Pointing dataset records
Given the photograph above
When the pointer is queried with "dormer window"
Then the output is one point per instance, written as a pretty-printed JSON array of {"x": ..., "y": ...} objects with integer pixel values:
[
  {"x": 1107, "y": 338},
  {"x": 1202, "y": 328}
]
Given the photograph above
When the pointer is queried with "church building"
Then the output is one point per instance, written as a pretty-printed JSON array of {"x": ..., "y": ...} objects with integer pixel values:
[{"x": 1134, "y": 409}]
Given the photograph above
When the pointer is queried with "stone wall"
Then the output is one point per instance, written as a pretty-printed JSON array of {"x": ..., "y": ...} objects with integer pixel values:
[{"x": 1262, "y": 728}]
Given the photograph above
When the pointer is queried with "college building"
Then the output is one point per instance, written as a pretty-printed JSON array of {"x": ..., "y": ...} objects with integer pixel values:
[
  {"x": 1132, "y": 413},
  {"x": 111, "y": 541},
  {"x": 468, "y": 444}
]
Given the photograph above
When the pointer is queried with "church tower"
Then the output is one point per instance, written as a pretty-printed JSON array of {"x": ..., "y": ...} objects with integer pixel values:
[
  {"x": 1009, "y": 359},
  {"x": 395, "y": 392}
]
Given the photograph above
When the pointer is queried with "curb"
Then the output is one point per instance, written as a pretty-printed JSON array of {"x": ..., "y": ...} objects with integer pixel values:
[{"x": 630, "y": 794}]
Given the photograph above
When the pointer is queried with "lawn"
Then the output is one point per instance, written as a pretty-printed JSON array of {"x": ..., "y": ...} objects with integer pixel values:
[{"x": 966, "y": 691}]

Exercise description
Please rewrite all of the records above in full, including the requests, and shift every coordinate in the answers by -68.

Exercise output
Given the photograph above
When the pointer is queried with "dormer window"
Then the output is one point per instance, written as a pretty-printed JSON array of {"x": ..., "y": ...} objects with integer pixel values:
[
  {"x": 1039, "y": 270},
  {"x": 1134, "y": 260}
]
Given the photograph above
When the pointer is queried with "church building"
Then the output is one point per instance, written as a pretty-printed JSON array of {"x": ..., "y": ...} objects with integer pixel values:
[{"x": 1066, "y": 341}]
Given the photograph above
When the pointer is queried with "stone wall"
Then the output is one point per instance, written as a pretty-printed JSON array of {"x": ..., "y": ...} objects with integer pixel values:
[{"x": 1194, "y": 660}]
Given the photograph above
When the pointer is queried with "college building"
Then the output is one point per instance, written as a pretty-printed JSON array of {"x": ..., "y": ...} objects with integer pixel values:
[
  {"x": 1064, "y": 345},
  {"x": 43, "y": 473},
  {"x": 400, "y": 376}
]
Given the photograph above
When the pointer is queried with "church tower"
Then the output is one point per instance, written as a pretty-printed JSON array of {"x": ..., "y": ...} objects with integer pixel values:
[
  {"x": 941, "y": 291},
  {"x": 327, "y": 324}
]
Given the photograph above
When the pointer is queried with "curb"
Then the output is one point per instance, written as a pretty-printed JSON array of {"x": ..., "y": ...} objects with integer pixel values:
[{"x": 562, "y": 726}]
Given the photograph above
When the pointer is queried with "lawn"
Then the output is one point per instance, written as a pretty-printed JSON array of {"x": ..., "y": ...} objects with integer pixel values:
[{"x": 898, "y": 623}]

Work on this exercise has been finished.